Provided records:
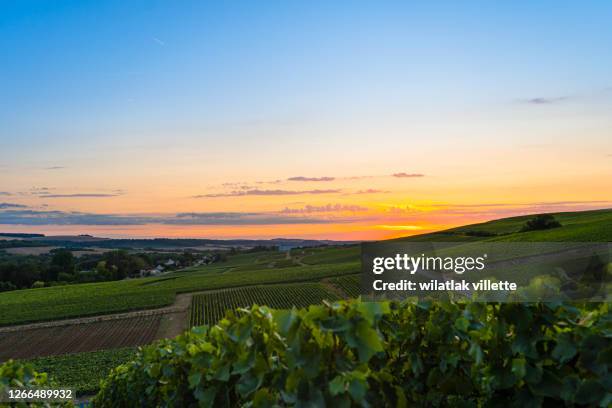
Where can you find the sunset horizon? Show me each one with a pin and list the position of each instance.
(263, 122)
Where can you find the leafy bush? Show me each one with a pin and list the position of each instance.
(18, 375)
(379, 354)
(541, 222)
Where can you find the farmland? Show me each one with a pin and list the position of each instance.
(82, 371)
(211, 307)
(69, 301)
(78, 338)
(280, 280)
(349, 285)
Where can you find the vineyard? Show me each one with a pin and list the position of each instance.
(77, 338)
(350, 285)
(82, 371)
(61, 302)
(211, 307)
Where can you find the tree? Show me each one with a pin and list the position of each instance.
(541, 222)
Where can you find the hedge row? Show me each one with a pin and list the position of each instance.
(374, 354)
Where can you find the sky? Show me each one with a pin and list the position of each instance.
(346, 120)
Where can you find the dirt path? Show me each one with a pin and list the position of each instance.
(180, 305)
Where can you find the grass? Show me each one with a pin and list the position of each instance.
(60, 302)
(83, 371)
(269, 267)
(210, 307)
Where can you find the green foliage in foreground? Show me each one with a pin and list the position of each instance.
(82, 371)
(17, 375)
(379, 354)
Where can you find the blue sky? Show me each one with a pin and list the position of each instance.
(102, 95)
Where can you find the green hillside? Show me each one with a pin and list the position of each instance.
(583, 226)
...
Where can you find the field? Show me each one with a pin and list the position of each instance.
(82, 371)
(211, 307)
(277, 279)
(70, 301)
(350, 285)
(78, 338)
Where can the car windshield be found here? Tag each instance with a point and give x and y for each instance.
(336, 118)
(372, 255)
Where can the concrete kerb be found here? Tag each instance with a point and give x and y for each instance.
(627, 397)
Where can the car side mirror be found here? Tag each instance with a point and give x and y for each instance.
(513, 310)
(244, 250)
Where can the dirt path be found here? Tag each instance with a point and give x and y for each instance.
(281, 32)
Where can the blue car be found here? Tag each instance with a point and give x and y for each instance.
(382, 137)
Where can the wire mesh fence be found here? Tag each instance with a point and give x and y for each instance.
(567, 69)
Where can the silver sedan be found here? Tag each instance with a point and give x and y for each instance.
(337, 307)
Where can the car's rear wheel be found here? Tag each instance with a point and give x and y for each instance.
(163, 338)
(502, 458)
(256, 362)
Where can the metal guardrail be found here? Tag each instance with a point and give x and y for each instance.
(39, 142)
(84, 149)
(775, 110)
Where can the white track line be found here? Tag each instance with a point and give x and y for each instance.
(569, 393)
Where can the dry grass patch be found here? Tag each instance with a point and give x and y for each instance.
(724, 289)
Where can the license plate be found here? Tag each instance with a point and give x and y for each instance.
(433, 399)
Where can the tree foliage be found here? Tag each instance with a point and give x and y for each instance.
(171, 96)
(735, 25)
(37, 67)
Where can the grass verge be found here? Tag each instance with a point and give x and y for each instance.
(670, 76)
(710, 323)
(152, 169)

Objective: Locate each line in the data above that contains the word "green" and copy those lines out. Case counts.

Result below:
Where can you find the green foliage in foreground? Show me each one with a pin and list the position of each instance.
Where can you find the green hillside? Show me each one with a pin and list the position of each instance.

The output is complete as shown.